* Task data
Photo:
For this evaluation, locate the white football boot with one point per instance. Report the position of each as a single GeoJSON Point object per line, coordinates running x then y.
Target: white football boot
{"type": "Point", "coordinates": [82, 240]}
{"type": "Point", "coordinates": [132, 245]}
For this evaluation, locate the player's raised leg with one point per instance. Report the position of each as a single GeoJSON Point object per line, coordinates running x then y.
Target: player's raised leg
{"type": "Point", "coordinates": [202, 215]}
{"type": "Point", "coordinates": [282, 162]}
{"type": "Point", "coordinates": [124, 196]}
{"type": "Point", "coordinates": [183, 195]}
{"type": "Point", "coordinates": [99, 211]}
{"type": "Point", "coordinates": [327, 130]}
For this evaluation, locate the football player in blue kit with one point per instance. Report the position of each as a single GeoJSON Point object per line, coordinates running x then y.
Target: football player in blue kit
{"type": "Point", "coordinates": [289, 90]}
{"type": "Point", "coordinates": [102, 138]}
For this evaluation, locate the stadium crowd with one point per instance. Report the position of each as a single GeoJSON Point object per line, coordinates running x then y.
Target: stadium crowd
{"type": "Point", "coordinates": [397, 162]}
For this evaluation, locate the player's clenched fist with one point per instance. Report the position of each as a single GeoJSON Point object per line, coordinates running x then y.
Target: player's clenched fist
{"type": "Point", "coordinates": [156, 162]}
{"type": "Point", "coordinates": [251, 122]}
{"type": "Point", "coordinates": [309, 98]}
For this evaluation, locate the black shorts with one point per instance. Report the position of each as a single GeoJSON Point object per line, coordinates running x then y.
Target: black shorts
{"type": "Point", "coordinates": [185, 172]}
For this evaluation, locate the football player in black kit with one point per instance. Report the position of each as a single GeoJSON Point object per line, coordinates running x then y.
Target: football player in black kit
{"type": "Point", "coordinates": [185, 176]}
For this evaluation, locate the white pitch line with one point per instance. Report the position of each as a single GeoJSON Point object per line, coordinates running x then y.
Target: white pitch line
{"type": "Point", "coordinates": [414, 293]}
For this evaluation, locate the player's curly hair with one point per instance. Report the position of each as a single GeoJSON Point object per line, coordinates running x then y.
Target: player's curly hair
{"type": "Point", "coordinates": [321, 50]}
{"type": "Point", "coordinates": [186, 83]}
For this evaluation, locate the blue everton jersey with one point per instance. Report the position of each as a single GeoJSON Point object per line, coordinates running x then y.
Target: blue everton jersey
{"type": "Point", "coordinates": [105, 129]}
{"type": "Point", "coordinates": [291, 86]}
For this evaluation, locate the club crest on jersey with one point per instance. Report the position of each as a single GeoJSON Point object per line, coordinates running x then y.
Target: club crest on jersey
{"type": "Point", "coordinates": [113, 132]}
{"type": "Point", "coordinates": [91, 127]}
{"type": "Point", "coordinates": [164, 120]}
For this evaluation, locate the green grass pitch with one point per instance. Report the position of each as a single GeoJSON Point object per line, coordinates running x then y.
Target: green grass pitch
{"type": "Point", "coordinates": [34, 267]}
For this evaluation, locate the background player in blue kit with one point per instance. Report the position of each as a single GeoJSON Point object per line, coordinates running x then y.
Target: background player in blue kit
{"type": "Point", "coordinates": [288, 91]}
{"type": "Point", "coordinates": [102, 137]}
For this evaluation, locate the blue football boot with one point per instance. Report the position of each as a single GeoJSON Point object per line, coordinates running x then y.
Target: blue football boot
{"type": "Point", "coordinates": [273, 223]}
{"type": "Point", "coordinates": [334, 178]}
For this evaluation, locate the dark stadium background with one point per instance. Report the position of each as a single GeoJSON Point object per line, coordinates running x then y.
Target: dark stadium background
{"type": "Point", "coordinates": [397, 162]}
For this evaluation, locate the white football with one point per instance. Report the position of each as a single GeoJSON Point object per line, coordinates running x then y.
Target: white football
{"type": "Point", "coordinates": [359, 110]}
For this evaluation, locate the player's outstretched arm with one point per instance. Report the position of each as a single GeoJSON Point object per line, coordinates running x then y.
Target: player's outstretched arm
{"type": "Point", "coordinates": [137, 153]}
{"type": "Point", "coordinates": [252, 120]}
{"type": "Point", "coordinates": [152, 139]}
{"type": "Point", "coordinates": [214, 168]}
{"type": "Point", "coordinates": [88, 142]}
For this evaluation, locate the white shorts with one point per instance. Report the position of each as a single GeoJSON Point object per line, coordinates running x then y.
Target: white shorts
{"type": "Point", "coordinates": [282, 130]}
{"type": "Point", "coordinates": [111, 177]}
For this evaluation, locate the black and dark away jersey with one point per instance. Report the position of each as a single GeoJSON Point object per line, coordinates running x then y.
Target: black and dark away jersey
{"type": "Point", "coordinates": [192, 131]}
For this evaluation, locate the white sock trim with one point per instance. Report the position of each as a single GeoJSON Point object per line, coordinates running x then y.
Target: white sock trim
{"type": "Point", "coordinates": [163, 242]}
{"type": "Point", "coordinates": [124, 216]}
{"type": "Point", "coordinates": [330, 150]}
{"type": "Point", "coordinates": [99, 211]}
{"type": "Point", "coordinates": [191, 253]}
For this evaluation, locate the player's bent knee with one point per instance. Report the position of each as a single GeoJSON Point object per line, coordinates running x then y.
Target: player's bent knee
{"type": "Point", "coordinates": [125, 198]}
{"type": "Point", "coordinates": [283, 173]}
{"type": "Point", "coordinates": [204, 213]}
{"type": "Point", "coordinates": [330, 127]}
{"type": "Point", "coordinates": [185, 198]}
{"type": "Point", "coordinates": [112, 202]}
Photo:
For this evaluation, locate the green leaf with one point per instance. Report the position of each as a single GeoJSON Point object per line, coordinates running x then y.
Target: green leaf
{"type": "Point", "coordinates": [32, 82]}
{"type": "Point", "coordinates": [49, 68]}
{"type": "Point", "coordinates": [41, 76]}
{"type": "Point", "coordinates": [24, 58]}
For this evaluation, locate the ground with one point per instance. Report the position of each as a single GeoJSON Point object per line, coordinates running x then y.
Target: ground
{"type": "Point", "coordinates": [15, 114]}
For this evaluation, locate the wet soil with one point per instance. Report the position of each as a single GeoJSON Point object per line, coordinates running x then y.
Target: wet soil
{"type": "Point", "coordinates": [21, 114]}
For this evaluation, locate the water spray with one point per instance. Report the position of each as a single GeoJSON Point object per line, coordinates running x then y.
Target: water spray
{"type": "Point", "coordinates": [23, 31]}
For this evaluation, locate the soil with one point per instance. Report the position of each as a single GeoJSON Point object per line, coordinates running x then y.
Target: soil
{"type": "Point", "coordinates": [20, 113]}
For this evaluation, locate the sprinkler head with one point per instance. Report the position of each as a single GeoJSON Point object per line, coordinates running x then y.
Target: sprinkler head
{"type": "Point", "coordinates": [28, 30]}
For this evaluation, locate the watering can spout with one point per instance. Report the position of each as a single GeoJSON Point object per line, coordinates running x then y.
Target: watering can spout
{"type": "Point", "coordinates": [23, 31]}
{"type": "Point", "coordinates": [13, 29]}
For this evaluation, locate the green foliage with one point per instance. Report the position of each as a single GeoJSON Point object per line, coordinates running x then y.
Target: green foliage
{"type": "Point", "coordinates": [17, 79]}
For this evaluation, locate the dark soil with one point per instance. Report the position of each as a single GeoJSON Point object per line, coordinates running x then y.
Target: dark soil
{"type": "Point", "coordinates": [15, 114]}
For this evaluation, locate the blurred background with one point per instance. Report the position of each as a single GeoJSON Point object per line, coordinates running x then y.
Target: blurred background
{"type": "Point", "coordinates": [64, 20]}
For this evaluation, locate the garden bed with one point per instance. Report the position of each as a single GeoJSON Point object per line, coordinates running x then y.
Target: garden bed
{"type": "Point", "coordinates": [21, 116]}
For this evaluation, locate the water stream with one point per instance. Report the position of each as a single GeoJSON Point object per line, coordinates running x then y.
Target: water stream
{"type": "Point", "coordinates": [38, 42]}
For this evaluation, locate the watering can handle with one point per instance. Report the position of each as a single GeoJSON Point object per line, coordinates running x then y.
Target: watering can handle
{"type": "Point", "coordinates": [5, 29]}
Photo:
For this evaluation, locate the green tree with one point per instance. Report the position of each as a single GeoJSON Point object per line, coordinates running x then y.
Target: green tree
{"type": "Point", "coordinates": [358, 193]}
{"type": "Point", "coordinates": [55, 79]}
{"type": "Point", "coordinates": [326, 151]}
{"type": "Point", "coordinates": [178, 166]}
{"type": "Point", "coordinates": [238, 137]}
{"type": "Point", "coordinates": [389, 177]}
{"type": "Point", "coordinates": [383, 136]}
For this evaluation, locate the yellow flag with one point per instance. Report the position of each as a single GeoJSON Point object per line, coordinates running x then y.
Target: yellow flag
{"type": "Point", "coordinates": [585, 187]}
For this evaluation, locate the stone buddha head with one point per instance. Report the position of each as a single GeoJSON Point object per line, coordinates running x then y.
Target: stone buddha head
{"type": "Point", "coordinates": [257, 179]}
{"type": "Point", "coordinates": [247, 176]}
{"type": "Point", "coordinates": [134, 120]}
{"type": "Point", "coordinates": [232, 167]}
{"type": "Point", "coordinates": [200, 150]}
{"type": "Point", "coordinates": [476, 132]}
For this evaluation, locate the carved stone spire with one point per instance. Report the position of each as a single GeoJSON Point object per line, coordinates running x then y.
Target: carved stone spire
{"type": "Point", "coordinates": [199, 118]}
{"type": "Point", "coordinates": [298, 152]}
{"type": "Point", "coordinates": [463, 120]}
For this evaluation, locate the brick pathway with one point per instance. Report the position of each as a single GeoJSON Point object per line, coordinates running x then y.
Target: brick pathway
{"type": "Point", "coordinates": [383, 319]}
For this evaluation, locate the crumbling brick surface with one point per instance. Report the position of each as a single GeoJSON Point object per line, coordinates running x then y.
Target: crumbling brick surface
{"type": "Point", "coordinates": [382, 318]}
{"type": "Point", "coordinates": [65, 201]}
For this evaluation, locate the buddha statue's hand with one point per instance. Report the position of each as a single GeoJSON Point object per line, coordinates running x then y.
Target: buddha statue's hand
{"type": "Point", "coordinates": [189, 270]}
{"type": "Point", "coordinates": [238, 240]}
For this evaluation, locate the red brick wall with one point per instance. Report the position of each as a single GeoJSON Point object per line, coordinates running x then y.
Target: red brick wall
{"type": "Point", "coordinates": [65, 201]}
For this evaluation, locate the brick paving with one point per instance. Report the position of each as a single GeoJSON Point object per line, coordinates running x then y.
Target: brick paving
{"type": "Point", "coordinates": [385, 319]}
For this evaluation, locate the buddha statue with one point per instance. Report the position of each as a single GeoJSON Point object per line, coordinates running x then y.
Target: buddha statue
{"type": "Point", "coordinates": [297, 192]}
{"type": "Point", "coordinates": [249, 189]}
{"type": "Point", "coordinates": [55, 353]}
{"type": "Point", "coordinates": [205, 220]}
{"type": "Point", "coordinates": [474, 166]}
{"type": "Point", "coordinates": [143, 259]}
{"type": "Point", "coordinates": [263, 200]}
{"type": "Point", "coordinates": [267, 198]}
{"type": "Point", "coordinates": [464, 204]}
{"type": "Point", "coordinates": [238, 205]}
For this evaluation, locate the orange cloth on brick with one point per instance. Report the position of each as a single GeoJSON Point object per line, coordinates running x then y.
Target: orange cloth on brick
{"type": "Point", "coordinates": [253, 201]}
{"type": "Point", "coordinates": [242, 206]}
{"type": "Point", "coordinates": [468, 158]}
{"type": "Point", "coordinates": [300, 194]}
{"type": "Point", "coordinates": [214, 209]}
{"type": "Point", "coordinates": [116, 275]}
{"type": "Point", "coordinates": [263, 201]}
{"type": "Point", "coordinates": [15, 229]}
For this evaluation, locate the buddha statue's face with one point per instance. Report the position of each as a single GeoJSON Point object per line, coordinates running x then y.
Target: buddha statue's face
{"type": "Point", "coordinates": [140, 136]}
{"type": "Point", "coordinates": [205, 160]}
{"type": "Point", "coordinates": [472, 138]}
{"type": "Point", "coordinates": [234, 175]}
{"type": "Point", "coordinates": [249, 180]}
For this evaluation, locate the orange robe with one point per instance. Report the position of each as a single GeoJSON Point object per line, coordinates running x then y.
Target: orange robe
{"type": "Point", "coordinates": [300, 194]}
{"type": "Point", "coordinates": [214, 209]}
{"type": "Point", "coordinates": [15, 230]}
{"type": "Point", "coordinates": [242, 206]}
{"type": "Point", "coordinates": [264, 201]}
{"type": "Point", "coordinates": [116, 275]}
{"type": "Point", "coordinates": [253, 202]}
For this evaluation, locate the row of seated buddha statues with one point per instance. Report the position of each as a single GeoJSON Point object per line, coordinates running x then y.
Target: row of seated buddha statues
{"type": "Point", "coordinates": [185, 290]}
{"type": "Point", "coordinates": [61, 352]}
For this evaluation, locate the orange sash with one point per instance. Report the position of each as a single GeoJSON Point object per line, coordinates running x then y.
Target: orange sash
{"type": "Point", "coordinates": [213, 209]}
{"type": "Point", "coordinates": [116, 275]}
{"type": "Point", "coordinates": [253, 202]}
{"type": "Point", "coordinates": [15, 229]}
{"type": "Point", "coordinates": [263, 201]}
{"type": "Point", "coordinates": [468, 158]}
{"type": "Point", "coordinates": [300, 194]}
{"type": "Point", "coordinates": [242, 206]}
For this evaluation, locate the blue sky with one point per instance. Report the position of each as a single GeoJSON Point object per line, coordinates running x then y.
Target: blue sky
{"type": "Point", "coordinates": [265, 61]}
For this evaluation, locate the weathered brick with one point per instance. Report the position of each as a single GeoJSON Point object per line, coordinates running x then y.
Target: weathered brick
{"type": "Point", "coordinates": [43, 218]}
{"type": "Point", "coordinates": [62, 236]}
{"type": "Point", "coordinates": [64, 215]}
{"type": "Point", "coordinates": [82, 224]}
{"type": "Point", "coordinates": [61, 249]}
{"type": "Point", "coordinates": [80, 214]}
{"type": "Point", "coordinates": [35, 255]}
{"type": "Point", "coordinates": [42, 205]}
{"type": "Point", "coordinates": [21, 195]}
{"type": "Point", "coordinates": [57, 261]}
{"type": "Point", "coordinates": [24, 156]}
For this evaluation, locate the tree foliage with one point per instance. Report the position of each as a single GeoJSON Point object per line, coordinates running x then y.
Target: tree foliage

* Challenge
Write out again, exactly, the lines from the one holding "For this evaluation, locate the orange sash" through the end of the listing, with both ends included.

* Worked answer
For this evaluation, locate the orange sash with one point per instance. Report the position of each as a single GeoJSON Point object per line, coordinates running x then y.
Target: orange sash
{"type": "Point", "coordinates": [213, 209]}
{"type": "Point", "coordinates": [116, 275]}
{"type": "Point", "coordinates": [253, 202]}
{"type": "Point", "coordinates": [15, 229]}
{"type": "Point", "coordinates": [263, 201]}
{"type": "Point", "coordinates": [468, 158]}
{"type": "Point", "coordinates": [300, 194]}
{"type": "Point", "coordinates": [242, 206]}
For this evaluation, locate the blue sky with one point per instance. Report the position of each as a single GeoJSON Point object per line, coordinates running x then y.
Target: blue sky
{"type": "Point", "coordinates": [265, 61]}
For this evaluation, locate the weathered brick with one point per instance. Report the position of each as a single GeoJSON Point object per line, coordinates running x then y.
Target: weathered brick
{"type": "Point", "coordinates": [43, 218]}
{"type": "Point", "coordinates": [62, 236]}
{"type": "Point", "coordinates": [64, 215]}
{"type": "Point", "coordinates": [82, 224]}
{"type": "Point", "coordinates": [61, 249]}
{"type": "Point", "coordinates": [80, 214]}
{"type": "Point", "coordinates": [35, 255]}
{"type": "Point", "coordinates": [42, 205]}
{"type": "Point", "coordinates": [21, 195]}
{"type": "Point", "coordinates": [57, 261]}
{"type": "Point", "coordinates": [24, 156]}
For this evaluation, locate the tree foliage with one point per instance. Report the position of each as a single GeoJSON Point object per line, coordinates running x then y.
Target: tree foliage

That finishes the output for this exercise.